Saved entries:
◇ ◇ ◇ ◇
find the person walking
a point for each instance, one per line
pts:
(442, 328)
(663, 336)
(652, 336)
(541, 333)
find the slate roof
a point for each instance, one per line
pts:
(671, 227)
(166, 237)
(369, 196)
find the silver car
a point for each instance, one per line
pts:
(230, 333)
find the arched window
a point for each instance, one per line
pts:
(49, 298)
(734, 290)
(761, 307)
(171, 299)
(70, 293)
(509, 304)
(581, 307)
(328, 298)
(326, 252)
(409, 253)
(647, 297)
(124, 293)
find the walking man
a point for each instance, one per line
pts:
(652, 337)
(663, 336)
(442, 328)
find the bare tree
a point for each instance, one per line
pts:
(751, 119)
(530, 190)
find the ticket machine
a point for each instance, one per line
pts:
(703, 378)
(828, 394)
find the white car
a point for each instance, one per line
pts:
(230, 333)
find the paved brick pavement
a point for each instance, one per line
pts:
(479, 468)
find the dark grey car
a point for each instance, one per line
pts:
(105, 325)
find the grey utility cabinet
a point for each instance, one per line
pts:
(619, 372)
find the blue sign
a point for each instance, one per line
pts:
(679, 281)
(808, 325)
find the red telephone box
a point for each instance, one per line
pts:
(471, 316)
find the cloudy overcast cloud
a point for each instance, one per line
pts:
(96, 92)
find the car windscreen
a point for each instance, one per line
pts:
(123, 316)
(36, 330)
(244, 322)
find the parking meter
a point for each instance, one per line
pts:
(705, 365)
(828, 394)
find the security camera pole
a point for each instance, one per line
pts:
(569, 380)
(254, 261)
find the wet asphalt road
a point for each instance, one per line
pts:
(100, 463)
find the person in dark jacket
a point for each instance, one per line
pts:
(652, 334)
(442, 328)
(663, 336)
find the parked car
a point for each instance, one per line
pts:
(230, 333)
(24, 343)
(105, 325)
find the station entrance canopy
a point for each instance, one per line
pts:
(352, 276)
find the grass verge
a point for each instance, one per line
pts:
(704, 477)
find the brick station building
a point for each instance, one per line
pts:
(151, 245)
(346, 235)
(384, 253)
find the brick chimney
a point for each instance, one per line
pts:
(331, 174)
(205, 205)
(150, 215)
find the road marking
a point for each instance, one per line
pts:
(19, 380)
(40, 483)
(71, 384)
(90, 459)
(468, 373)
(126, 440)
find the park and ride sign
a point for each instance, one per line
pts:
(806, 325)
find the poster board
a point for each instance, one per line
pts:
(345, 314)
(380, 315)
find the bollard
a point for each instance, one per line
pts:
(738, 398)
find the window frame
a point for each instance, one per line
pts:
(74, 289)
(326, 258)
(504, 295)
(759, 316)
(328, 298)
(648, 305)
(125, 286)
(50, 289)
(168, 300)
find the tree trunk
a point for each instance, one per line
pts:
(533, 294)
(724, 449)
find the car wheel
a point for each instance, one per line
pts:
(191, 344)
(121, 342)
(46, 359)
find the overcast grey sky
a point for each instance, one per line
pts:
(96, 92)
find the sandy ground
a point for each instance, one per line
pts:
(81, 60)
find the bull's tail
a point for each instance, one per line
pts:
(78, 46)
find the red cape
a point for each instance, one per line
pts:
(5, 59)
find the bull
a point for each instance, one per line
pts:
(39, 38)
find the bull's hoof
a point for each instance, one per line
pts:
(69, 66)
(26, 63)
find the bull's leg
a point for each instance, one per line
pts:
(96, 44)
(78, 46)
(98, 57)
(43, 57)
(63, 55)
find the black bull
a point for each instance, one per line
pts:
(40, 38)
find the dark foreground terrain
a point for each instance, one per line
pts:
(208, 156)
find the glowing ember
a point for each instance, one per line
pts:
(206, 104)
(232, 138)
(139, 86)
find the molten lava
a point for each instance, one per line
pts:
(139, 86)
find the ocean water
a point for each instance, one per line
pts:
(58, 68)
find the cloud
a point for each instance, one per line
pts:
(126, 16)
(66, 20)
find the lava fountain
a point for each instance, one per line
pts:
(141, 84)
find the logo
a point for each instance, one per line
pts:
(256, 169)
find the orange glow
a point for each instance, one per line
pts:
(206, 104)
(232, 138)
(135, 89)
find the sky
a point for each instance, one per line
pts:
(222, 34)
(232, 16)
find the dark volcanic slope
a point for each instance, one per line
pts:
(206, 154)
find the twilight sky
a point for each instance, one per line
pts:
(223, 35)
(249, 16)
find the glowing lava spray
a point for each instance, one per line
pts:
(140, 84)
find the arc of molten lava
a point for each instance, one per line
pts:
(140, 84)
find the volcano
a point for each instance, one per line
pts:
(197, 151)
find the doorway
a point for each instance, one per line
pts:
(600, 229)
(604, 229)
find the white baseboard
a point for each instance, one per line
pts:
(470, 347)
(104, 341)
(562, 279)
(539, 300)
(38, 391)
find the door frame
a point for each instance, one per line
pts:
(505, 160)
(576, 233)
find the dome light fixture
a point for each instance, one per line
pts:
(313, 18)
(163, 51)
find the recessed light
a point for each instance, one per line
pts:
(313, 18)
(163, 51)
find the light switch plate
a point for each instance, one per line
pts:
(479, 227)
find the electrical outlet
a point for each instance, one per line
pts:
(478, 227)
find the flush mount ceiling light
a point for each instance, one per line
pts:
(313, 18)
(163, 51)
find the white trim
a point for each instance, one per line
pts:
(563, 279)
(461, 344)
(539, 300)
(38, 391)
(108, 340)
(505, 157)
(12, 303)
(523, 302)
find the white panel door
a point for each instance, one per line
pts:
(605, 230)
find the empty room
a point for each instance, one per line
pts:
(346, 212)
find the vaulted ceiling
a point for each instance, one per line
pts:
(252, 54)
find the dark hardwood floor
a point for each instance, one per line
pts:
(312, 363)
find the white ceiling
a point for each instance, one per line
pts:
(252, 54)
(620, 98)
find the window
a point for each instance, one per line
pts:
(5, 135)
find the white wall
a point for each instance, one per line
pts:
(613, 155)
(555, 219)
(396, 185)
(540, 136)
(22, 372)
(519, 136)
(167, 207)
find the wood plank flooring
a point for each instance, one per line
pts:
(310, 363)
◇ ◇ ◇ ◇
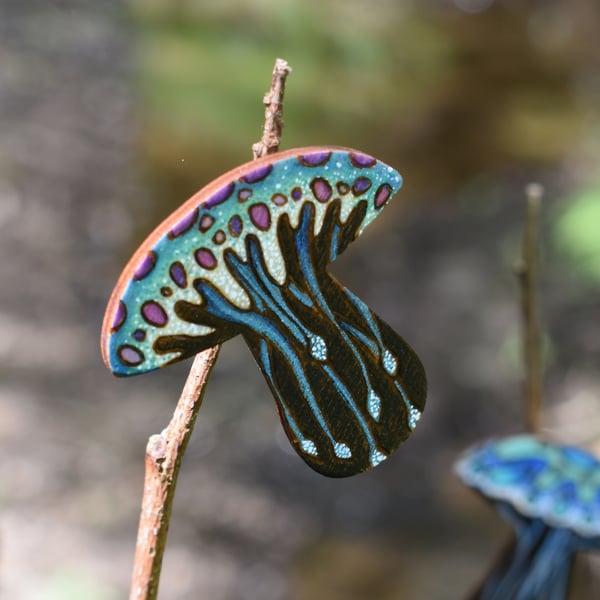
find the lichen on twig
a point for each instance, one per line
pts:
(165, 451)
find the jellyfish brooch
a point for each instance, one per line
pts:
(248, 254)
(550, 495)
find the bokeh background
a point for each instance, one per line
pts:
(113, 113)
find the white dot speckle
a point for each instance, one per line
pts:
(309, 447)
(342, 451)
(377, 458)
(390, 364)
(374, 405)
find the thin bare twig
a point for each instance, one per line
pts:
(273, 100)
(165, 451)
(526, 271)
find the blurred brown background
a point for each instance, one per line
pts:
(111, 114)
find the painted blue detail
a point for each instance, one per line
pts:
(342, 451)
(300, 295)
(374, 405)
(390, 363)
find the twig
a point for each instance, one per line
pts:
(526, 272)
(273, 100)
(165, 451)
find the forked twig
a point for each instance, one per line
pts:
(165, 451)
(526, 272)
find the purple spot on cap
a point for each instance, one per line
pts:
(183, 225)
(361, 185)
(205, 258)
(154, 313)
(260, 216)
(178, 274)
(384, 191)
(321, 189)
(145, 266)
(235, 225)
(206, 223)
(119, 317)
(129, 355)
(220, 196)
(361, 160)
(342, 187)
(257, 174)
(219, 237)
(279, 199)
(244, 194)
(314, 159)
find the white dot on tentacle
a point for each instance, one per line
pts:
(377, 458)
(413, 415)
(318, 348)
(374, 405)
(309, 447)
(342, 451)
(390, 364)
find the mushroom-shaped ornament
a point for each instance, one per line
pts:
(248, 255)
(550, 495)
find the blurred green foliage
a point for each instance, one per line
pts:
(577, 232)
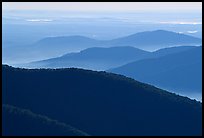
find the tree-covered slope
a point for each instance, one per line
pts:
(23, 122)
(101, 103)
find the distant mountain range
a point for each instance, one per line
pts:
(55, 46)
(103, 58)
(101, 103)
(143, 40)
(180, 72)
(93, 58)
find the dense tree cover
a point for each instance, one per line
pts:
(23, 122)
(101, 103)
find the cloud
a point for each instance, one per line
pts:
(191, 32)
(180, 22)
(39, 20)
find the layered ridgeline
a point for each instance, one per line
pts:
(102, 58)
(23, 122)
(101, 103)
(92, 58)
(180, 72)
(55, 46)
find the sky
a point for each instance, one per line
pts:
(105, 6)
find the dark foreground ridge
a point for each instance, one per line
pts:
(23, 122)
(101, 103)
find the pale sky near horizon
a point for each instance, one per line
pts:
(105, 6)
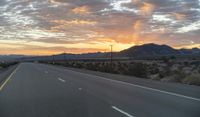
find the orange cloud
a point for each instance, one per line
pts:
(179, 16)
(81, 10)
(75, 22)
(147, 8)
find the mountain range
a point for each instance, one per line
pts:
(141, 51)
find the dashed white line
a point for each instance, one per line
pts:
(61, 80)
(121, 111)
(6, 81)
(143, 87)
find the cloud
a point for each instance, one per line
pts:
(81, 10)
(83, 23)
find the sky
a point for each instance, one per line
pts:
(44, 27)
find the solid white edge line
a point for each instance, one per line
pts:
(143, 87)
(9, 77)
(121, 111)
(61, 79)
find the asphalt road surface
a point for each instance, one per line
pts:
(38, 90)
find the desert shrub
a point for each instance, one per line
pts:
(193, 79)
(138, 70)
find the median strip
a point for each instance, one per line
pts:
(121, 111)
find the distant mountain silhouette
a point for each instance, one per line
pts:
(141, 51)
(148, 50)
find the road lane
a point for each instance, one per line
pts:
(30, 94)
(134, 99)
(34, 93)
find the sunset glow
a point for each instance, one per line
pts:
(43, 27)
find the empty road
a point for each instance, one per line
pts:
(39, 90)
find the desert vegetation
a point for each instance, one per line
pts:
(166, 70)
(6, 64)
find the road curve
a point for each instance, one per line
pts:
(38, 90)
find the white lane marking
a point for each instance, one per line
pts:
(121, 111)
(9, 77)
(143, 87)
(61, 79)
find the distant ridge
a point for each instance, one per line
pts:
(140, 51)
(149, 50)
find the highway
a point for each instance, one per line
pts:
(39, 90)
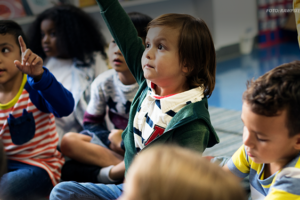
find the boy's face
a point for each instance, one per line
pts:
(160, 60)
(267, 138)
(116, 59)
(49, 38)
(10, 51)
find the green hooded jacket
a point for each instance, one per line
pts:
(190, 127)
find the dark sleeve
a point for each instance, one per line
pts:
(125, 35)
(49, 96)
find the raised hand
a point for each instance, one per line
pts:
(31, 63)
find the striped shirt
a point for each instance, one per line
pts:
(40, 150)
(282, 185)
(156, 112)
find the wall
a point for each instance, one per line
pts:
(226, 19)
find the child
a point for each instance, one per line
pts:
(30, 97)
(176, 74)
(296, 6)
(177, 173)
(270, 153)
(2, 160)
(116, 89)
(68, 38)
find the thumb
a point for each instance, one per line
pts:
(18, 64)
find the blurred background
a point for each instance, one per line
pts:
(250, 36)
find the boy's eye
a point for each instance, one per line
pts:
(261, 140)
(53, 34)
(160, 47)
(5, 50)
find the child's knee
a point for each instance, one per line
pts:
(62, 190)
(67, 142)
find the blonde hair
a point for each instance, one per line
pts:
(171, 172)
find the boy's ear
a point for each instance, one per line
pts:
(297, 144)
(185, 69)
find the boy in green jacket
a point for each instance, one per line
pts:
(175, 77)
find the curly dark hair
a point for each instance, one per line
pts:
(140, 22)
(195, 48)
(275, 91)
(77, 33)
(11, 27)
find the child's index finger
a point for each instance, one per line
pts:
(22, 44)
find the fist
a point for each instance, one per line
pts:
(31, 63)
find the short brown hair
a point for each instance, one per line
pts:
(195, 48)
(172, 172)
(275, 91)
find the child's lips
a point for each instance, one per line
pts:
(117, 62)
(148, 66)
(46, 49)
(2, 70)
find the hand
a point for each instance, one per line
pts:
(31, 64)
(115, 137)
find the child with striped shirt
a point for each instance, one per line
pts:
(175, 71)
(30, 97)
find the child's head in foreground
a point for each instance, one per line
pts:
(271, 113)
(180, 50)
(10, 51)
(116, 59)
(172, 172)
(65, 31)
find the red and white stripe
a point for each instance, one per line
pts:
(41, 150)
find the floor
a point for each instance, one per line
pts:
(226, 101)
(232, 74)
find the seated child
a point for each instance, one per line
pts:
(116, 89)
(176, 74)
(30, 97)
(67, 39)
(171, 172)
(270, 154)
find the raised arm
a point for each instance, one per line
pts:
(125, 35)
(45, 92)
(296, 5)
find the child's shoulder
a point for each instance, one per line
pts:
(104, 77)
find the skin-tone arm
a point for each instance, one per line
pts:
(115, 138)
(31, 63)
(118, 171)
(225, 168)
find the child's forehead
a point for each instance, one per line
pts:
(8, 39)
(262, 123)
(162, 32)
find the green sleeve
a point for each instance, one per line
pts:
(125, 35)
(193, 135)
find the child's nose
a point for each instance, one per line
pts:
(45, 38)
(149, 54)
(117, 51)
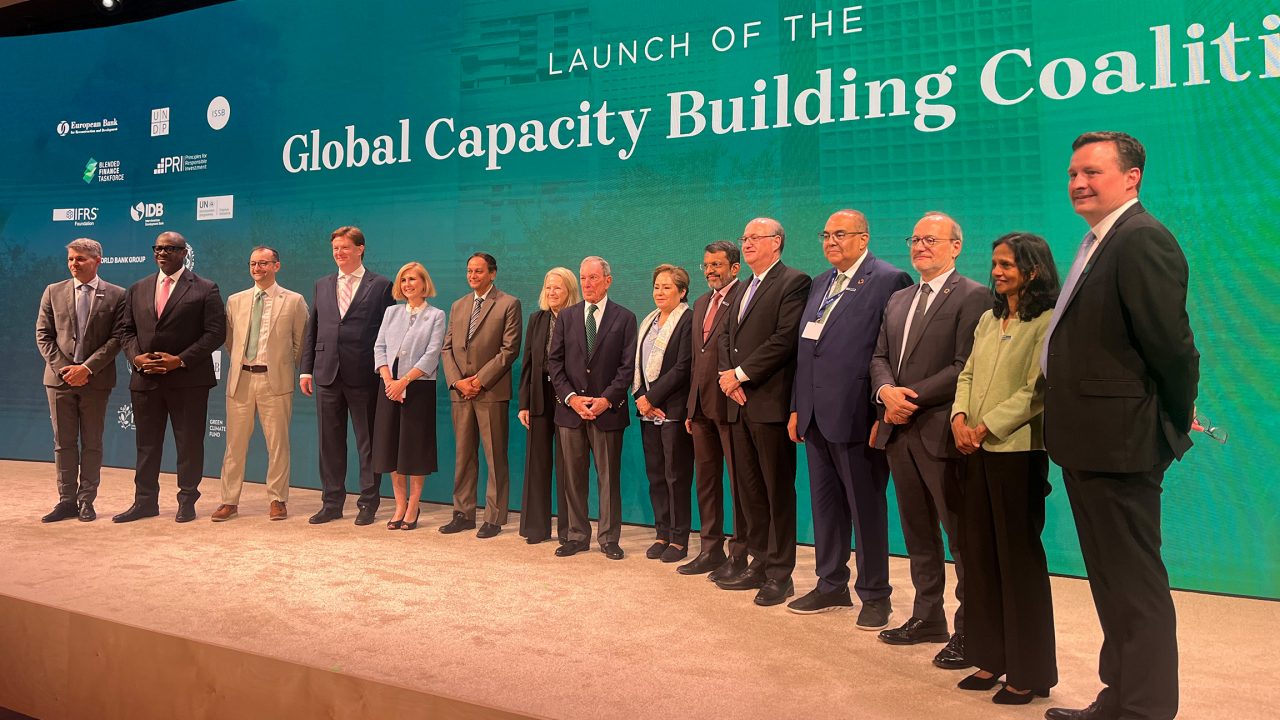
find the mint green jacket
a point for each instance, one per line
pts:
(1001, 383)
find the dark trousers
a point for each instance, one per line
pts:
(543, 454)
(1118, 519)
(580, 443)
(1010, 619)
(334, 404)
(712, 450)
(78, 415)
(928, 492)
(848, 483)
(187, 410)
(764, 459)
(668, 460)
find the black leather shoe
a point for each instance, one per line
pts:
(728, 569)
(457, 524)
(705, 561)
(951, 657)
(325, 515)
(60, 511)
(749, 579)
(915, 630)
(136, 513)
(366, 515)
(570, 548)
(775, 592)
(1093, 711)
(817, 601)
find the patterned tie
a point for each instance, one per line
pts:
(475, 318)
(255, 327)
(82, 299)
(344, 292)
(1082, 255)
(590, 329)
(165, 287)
◇ ◇ ◇ ◇
DIRECTIONS FOR THIS TASK: Every line above that holds "mountain" should be tallied; answer with the total alone.

SOLUTION: 3